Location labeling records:
--

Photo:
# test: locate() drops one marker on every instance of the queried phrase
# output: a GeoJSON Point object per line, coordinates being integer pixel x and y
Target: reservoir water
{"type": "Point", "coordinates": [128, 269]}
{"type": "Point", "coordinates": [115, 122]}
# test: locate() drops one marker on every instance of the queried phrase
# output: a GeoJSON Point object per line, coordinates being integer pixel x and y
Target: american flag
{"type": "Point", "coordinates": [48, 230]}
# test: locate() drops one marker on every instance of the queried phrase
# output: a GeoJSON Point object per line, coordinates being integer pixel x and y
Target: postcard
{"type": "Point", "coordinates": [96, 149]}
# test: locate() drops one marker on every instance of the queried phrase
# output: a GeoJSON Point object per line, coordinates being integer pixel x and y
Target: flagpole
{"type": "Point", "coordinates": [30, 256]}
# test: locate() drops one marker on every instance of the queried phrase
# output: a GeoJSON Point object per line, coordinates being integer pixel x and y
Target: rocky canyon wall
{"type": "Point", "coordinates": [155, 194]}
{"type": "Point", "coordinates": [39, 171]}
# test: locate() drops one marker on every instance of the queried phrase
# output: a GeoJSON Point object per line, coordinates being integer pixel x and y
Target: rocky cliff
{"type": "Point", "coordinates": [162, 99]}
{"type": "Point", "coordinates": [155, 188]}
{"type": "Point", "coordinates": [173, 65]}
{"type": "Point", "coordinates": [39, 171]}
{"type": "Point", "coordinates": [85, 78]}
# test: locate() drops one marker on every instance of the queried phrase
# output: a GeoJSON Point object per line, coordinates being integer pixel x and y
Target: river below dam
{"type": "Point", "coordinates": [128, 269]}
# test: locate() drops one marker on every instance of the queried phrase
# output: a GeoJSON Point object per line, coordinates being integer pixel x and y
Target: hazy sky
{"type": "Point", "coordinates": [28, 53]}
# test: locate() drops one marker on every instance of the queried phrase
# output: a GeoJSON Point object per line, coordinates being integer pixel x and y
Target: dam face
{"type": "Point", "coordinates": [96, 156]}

--

Problem to work on:
Report each line of the records that contains the string "rocky". Case counts.

Expected answer:
Target: rocky canyon wall
Target: rocky cliff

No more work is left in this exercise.